Work to be completed: Please rewrite the entries from the line containing "[tag] concrete column" through the end of the entries, replacing "concrete column" with "stone pillar" and leaving everything else unchanged.
====== Records provided
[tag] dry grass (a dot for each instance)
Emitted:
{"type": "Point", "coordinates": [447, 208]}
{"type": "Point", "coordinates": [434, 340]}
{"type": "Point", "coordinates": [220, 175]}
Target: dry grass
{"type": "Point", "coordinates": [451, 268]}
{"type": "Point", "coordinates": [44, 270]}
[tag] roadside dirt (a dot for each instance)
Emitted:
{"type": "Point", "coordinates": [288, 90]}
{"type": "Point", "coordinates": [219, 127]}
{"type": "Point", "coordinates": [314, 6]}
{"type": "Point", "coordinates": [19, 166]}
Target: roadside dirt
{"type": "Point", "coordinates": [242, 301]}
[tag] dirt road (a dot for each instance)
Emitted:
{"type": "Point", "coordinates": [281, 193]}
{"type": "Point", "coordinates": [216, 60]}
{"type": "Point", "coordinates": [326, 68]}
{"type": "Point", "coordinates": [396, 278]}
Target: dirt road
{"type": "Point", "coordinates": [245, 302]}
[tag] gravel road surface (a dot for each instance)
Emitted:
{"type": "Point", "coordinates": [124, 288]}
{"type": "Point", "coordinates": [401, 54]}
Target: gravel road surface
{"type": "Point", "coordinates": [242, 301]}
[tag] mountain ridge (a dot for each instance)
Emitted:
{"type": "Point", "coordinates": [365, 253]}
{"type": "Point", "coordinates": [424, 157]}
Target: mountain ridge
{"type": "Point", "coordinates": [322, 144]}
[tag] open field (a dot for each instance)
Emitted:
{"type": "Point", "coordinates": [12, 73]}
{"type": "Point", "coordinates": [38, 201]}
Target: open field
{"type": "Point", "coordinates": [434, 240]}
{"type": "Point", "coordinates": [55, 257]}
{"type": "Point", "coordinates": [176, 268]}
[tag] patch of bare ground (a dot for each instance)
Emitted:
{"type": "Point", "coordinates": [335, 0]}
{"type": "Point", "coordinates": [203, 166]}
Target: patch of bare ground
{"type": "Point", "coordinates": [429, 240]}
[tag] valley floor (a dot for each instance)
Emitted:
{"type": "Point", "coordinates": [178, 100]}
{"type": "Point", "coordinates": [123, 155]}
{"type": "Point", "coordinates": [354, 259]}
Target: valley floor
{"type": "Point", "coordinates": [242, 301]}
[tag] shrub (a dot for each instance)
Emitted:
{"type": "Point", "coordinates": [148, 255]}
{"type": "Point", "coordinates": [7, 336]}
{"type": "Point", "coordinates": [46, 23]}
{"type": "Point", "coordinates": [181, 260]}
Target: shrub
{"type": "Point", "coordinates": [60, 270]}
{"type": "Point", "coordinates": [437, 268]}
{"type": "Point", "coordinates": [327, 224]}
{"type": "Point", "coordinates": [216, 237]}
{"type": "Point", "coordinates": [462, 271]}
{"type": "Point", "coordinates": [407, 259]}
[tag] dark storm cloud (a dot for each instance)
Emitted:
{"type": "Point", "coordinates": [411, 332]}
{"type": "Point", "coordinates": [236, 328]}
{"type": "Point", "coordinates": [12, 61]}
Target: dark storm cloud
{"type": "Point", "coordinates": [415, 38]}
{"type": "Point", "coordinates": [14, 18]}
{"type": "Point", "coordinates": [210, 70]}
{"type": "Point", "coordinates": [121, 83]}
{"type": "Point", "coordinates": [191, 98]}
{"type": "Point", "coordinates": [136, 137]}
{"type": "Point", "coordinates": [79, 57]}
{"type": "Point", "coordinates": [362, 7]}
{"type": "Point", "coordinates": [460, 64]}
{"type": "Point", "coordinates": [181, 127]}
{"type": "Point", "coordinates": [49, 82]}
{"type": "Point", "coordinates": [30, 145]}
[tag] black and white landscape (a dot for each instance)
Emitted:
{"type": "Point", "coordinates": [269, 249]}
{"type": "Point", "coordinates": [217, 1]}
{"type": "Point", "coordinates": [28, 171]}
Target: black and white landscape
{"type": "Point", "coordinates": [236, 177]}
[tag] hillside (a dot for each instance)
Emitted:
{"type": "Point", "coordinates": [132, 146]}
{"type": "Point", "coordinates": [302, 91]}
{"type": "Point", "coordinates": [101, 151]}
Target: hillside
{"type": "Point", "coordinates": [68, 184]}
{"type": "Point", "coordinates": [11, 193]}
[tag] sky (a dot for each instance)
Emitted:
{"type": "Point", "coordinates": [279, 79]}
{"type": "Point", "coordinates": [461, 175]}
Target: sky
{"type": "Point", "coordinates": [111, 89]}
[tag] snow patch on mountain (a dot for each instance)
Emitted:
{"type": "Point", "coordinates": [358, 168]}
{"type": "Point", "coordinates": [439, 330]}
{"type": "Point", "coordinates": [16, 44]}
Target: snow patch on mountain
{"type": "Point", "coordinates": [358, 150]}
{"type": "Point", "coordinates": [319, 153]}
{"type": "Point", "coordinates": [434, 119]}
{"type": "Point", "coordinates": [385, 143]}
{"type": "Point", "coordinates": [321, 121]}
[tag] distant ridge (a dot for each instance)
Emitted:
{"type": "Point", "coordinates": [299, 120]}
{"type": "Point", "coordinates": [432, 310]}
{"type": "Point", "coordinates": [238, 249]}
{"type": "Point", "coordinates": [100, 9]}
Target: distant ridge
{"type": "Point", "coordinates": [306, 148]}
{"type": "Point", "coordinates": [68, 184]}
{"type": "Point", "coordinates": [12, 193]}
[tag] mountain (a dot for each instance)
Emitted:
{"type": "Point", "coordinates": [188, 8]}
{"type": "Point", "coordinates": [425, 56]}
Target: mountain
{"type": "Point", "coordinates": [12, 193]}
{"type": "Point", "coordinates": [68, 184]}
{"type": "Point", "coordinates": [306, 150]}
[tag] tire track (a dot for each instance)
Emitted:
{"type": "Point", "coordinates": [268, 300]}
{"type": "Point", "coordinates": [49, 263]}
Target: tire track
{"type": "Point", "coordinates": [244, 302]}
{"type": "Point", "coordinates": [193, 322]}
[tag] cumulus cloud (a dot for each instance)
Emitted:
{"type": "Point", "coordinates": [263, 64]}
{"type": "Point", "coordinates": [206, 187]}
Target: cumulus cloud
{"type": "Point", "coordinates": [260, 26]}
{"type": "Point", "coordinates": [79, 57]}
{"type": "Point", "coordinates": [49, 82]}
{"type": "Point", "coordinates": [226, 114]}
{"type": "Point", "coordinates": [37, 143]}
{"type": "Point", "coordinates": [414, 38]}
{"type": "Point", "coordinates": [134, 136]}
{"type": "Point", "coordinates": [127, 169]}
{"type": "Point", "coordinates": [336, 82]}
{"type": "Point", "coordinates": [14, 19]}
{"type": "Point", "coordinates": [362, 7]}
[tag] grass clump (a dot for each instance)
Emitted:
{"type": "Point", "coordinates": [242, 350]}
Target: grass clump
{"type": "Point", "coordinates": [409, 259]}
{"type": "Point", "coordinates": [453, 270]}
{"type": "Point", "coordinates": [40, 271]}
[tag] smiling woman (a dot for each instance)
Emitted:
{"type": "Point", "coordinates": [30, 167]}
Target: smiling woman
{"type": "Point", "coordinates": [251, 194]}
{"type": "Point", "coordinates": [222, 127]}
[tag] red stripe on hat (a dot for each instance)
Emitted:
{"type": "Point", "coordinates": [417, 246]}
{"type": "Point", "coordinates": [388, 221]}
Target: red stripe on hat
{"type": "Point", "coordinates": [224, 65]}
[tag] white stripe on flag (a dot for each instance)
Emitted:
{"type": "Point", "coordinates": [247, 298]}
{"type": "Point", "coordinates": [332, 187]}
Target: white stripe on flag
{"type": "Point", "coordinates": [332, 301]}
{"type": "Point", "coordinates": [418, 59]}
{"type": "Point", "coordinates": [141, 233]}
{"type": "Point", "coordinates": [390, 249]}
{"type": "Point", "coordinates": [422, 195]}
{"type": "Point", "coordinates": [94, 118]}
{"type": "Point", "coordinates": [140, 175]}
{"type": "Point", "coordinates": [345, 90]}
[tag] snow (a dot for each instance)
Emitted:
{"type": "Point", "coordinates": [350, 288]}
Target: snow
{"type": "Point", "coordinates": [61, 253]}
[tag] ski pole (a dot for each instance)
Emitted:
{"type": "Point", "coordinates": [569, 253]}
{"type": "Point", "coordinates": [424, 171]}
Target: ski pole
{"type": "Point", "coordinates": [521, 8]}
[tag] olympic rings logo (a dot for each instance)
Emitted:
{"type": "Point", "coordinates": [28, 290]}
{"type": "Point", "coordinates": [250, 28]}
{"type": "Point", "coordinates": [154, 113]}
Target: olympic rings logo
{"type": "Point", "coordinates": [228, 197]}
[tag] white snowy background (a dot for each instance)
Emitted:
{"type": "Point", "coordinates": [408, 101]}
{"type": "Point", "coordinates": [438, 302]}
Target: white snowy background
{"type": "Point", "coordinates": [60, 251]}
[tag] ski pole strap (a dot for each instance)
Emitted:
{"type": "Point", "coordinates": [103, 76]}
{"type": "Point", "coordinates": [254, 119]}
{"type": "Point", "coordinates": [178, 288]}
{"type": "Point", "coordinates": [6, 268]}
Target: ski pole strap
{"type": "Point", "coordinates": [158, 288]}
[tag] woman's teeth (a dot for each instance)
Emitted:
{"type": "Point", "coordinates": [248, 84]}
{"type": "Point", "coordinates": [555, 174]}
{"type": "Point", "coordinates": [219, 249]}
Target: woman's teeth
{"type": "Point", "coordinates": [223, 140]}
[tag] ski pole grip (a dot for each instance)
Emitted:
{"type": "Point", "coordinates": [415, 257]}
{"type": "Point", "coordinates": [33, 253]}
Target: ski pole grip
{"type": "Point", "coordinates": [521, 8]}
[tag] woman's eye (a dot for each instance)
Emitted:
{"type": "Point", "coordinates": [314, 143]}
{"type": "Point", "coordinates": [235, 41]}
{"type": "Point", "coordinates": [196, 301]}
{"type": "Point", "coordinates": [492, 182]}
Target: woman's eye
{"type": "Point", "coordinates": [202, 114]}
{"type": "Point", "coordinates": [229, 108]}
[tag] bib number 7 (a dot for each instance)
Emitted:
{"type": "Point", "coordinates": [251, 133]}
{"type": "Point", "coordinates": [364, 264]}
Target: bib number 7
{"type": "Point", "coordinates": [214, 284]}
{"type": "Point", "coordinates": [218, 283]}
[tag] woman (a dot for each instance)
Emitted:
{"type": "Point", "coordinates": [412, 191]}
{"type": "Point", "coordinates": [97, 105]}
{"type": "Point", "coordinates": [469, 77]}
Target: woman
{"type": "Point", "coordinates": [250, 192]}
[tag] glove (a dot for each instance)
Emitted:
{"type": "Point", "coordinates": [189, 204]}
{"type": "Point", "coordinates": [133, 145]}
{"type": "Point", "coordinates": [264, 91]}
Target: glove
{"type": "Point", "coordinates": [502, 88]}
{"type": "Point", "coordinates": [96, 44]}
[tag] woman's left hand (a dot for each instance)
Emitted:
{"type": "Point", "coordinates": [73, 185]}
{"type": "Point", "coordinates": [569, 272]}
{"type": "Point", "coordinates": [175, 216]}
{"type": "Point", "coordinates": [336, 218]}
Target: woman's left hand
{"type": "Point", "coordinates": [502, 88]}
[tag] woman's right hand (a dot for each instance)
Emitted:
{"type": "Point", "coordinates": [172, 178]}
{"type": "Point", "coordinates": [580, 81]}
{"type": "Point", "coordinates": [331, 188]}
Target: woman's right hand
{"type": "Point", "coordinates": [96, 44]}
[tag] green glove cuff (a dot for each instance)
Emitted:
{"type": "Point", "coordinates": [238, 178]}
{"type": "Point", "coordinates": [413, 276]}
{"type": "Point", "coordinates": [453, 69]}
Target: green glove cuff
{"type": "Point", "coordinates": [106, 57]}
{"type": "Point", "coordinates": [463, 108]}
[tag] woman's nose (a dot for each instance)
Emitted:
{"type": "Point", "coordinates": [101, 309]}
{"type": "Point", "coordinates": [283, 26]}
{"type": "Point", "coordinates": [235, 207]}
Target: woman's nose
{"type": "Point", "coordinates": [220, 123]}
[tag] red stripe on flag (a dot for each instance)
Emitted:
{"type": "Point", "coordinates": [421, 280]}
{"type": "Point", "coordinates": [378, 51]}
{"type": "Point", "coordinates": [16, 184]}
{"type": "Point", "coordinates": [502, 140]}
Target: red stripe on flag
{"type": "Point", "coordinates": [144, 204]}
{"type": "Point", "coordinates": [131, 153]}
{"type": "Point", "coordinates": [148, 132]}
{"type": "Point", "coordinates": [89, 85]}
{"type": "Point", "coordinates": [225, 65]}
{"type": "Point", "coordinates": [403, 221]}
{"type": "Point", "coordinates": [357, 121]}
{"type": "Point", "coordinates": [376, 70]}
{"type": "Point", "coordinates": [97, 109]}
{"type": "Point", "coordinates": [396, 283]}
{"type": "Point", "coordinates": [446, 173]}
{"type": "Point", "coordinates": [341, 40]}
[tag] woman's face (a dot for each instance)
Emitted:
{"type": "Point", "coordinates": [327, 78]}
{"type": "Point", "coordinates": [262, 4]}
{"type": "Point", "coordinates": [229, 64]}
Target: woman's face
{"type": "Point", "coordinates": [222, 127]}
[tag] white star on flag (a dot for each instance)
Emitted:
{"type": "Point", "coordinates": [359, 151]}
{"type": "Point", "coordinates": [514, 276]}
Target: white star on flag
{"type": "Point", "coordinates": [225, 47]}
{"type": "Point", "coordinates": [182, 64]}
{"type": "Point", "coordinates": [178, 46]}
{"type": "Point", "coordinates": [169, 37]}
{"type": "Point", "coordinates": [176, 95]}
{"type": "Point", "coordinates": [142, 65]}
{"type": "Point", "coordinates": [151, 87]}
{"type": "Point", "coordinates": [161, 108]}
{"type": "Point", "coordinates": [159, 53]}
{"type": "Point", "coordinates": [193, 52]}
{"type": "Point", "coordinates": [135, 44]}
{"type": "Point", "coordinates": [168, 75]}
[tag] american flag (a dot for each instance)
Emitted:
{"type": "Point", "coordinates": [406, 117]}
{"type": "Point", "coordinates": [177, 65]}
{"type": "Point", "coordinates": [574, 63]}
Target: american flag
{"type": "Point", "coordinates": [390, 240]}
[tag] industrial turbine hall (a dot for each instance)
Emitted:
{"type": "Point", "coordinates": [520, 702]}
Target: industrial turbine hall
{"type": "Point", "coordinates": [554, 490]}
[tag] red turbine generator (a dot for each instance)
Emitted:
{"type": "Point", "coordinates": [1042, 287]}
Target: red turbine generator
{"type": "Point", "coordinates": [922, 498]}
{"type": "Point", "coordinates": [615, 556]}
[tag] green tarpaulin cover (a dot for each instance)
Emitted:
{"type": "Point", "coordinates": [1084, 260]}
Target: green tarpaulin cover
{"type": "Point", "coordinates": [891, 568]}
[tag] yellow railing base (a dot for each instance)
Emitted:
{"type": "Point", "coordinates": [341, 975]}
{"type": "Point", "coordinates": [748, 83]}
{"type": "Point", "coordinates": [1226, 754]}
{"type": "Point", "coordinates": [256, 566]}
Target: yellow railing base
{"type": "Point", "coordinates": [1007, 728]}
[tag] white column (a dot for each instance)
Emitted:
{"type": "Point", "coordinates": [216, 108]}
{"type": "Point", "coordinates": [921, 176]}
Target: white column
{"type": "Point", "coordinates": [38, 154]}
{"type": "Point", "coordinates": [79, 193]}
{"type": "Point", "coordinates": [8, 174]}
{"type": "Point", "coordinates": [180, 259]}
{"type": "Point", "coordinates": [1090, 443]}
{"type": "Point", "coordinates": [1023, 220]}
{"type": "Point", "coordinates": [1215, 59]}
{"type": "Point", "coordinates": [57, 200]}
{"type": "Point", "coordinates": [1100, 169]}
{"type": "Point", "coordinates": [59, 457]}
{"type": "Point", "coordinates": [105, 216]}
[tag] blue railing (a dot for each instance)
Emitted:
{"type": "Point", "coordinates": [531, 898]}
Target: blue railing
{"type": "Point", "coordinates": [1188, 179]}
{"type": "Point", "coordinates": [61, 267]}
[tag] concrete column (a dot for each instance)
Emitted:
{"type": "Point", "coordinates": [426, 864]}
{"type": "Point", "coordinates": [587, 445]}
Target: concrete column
============
Output of the exercise:
[tag] stone pillar (a dot for each instance)
Emitted:
{"type": "Point", "coordinates": [426, 864]}
{"type": "Point", "coordinates": [587, 445]}
Target: stone pillar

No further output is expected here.